PROBLEM TO SOLVE | Which lines of the listing below contain the word "water"? Return them.

DATASET |
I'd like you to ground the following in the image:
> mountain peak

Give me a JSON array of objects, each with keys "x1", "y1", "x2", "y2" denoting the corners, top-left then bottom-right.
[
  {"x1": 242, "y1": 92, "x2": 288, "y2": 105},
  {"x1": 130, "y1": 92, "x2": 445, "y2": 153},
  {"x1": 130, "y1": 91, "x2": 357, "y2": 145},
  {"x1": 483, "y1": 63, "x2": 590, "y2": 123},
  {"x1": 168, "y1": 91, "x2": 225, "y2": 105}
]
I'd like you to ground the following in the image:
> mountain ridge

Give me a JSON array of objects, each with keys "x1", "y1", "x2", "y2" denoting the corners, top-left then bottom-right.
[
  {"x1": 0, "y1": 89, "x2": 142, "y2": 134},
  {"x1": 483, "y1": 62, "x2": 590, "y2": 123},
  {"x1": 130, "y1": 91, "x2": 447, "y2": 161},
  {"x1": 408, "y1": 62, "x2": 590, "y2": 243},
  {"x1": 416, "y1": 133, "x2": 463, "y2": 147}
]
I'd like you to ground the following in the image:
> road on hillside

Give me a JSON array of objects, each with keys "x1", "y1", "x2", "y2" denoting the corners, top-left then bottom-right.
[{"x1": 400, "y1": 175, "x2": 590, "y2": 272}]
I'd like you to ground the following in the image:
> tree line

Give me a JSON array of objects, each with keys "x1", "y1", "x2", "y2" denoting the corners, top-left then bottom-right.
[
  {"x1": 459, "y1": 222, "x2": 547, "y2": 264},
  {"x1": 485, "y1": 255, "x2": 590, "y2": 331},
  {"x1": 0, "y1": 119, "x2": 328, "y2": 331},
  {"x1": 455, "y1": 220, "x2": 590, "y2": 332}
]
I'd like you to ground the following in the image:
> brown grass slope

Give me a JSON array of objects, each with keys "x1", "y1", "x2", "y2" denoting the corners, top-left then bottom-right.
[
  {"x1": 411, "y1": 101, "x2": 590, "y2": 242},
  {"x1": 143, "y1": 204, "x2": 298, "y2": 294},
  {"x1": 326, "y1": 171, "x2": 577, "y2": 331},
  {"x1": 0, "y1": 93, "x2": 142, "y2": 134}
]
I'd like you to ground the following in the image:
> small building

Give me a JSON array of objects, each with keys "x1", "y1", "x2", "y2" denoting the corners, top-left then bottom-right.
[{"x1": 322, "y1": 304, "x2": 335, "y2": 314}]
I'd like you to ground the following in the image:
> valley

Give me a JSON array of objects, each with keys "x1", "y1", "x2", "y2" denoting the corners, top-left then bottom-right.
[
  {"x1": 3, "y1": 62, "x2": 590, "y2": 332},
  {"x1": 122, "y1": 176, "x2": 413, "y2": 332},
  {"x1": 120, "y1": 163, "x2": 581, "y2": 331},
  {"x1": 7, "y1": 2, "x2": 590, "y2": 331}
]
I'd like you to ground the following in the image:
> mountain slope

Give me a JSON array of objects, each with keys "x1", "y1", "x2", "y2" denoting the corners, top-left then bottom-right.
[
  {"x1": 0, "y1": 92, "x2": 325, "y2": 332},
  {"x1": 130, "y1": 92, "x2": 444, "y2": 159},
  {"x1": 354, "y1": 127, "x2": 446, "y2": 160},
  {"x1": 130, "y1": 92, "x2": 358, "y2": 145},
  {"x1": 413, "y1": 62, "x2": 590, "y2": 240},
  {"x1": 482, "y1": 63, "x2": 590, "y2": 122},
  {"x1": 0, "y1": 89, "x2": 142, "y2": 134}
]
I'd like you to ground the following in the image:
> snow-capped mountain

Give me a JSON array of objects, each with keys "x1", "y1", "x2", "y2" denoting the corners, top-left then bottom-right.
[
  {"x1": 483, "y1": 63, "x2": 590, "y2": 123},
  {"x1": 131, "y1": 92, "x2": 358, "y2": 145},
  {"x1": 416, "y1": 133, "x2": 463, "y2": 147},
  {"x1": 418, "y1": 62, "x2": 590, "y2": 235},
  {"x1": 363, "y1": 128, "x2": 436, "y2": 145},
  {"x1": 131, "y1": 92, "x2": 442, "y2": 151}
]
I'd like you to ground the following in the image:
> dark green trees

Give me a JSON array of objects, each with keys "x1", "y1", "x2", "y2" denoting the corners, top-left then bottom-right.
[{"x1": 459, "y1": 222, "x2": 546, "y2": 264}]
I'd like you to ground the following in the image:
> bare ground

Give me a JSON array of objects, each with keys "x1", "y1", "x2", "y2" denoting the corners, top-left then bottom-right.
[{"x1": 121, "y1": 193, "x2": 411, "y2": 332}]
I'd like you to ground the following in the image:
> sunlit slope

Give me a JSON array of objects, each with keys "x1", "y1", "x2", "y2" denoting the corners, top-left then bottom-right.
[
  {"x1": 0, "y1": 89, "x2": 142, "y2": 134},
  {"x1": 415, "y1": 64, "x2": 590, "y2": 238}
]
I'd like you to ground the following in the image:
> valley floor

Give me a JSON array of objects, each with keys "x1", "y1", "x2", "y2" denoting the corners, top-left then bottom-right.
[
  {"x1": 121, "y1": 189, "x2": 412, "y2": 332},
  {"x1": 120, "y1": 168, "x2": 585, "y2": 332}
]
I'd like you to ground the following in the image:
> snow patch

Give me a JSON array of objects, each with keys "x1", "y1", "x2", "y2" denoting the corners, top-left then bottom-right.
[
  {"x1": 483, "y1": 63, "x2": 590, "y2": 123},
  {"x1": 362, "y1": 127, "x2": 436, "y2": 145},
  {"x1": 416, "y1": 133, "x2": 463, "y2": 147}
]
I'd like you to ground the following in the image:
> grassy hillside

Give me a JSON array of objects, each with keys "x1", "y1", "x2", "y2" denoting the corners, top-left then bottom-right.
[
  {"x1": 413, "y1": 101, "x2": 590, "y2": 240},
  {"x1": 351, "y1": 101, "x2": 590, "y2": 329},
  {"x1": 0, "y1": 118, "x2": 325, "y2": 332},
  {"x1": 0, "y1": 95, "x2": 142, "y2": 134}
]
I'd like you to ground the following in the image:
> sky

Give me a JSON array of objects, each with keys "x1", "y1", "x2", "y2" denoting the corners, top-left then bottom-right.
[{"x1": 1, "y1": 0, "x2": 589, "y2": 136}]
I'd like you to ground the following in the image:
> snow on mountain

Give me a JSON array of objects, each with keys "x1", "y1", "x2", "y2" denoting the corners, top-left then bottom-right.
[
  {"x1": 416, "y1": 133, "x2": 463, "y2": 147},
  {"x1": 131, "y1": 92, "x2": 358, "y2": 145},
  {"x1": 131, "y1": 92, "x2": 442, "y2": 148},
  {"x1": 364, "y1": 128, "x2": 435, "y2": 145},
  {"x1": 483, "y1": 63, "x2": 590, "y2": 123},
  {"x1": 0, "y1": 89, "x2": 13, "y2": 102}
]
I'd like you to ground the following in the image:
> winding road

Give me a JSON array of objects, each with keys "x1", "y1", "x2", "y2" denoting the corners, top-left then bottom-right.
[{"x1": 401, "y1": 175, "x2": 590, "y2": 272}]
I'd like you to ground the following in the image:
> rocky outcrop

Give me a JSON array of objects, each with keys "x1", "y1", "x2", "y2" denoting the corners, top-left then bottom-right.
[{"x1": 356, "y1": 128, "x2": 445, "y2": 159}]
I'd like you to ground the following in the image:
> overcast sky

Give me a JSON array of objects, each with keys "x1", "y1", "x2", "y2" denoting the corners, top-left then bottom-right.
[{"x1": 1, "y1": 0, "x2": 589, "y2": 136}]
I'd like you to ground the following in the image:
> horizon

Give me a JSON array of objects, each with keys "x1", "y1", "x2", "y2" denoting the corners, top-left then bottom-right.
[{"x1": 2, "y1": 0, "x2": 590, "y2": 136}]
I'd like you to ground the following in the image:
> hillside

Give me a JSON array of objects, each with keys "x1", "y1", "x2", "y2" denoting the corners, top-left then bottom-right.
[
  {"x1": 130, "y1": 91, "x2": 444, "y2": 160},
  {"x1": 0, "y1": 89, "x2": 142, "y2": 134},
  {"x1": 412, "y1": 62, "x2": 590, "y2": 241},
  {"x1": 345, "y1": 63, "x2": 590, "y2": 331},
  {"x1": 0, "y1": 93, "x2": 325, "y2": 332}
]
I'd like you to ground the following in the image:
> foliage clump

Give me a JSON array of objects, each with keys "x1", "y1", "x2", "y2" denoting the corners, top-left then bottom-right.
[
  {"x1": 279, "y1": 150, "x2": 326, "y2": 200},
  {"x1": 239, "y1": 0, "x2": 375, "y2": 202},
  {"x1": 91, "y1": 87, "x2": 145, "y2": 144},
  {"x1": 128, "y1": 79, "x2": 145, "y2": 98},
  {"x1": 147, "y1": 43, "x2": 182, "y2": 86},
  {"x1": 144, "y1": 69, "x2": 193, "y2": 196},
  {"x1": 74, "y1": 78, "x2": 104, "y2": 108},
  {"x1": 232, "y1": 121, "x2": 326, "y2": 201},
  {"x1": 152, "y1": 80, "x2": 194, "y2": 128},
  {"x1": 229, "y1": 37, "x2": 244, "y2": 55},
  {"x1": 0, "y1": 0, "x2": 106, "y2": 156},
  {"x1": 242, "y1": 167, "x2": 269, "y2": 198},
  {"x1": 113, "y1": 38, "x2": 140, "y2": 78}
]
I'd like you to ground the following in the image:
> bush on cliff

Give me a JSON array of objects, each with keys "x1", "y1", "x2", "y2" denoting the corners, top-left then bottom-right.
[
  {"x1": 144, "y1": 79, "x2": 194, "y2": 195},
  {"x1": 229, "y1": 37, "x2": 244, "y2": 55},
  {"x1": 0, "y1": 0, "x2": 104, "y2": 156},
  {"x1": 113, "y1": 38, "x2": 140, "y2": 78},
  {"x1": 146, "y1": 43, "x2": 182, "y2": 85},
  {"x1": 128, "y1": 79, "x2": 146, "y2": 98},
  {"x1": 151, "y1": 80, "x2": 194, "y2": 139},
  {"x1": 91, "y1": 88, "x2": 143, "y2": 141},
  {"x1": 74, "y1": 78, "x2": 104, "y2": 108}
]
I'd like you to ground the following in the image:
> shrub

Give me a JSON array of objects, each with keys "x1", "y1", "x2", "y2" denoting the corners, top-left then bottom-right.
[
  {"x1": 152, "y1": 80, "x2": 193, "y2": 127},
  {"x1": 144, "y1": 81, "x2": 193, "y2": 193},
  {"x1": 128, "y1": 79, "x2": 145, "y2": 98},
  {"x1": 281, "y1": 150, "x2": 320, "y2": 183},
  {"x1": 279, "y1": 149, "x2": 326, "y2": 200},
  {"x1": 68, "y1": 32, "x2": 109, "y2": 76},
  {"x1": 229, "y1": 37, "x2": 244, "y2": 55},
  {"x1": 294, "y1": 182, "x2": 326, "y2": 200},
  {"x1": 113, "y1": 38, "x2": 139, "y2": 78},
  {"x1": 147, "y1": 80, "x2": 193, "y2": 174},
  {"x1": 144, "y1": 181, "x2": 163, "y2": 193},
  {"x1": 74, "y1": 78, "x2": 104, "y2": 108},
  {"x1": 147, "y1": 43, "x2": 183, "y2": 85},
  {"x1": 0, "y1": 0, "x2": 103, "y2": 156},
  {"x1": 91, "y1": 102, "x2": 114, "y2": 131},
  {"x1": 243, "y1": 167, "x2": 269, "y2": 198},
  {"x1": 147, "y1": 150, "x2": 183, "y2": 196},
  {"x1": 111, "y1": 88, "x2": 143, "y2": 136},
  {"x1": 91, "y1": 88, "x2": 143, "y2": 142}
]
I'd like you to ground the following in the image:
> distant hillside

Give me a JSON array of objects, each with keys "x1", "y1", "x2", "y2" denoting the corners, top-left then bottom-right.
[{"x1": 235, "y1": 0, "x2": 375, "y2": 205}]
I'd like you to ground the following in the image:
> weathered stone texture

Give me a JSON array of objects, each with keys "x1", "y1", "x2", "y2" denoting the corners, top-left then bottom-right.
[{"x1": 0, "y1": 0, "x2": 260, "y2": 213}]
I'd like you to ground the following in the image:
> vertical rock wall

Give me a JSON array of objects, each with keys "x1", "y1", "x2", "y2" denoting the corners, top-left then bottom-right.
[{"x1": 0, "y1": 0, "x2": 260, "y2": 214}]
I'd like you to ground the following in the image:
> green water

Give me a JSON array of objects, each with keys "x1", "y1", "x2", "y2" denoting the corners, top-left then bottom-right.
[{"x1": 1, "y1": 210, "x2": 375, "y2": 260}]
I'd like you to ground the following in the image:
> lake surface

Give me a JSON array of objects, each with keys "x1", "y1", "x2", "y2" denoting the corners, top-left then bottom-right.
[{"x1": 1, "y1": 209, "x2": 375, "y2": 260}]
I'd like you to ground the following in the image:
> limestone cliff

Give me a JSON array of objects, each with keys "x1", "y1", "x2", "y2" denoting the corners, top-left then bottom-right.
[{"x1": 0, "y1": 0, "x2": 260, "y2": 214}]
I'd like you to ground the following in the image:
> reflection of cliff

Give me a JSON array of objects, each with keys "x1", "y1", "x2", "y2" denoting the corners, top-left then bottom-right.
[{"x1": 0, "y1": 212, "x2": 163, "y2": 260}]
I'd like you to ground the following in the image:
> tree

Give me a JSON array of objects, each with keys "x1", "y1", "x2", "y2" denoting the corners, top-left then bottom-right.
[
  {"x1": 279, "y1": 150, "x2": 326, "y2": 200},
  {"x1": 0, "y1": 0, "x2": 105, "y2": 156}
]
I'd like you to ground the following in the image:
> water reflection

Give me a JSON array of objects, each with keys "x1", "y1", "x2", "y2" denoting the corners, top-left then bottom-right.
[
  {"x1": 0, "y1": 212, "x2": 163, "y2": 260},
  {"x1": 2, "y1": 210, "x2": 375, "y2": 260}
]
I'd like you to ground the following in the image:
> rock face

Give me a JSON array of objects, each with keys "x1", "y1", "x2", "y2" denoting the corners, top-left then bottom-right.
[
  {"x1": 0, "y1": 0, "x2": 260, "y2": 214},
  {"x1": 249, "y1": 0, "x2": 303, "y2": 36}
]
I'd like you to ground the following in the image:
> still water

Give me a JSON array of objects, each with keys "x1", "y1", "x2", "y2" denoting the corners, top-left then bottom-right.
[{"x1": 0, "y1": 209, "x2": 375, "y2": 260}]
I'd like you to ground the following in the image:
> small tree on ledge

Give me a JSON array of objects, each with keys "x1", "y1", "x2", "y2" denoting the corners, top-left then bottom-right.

RESULT FOR THIS EXERCISE |
> green water
> water reflection
> still water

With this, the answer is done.